Copy the following data word for word, with no changes to any line.

## BEGIN

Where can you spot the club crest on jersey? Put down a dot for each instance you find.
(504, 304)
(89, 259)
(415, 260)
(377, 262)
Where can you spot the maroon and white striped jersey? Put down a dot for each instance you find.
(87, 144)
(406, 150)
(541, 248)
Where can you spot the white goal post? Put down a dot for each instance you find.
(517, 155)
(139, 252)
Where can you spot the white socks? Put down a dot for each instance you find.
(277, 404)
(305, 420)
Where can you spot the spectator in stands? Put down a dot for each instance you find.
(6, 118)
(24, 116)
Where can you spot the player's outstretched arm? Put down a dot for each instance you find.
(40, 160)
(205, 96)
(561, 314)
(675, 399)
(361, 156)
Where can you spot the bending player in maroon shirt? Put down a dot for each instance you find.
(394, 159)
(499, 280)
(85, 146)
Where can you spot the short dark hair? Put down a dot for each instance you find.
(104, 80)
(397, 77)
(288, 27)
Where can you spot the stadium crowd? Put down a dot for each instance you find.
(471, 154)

## END

Solution below:
Where can you spot the club crest on jersey? Put down a dot for each instance you find.
(504, 304)
(89, 259)
(415, 260)
(377, 262)
Where can you spot the maroon and white striped jersey? Put down a dot for each instance you find.
(87, 144)
(406, 150)
(541, 248)
Where can you spot the white goal post? Put down a dot for each instance you find.
(517, 155)
(139, 252)
Where can you spot the white socks? Put down a dot for each instance you find.
(277, 404)
(305, 420)
Where can you spot the spectator in stands? Put down a dot for each instance you find.
(6, 118)
(24, 116)
Where can you spot the player's outstretched arm? Put down a dot for each instance you find.
(40, 160)
(205, 96)
(561, 314)
(675, 399)
(361, 156)
Where can you spot the bending player in maroon shirt? Put down a dot for each instance you find.
(394, 159)
(499, 280)
(85, 146)
Where can you spot the short dark hair? Put down a dot for each instance you find.
(104, 80)
(397, 77)
(288, 27)
Where can you spot the stadium crowd? Put down a dot for each instance you find.
(471, 154)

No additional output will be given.